AIM → Copy the items below, putting "tan" wherever "beige" appears and changing nothing else. Leave the pictures out of your copy.

EXERCISE MATERIAL →

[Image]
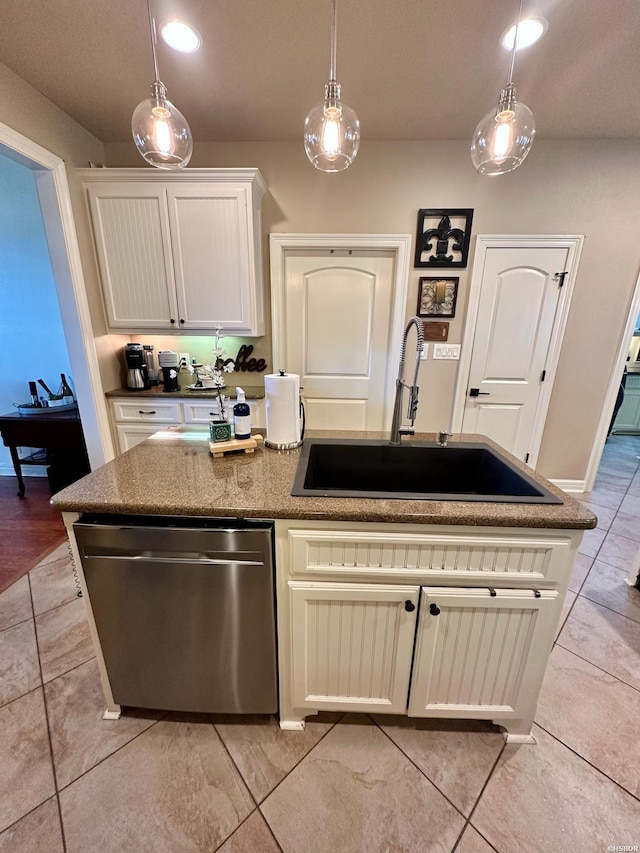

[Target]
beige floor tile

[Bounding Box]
[36,598,95,683]
[578,527,607,557]
[374,716,504,816]
[592,466,634,495]
[29,544,77,615]
[569,553,594,592]
[554,589,578,640]
[536,646,640,797]
[260,722,464,853]
[0,575,33,631]
[580,560,640,622]
[473,726,640,853]
[581,501,617,530]
[557,596,640,690]
[219,809,280,853]
[211,715,340,803]
[0,797,64,853]
[598,532,640,570]
[620,495,640,517]
[456,824,494,853]
[45,658,162,788]
[0,689,55,832]
[60,716,254,853]
[609,510,640,542]
[0,619,42,705]
[588,480,630,510]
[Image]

IN RESPONSE →
[Image]

[Target]
tan floor tile

[Bounding Box]
[36,598,95,683]
[578,527,607,557]
[374,716,504,816]
[592,466,634,495]
[29,544,77,615]
[569,553,594,592]
[554,589,578,640]
[536,646,640,797]
[260,722,464,853]
[0,575,33,631]
[580,560,640,622]
[473,726,640,853]
[581,501,617,530]
[557,596,640,690]
[219,809,280,853]
[211,715,340,803]
[0,797,64,853]
[598,532,640,570]
[620,495,640,517]
[456,824,494,853]
[45,658,162,788]
[0,689,55,832]
[60,716,254,853]
[609,510,640,542]
[0,619,42,705]
[588,480,630,510]
[Image]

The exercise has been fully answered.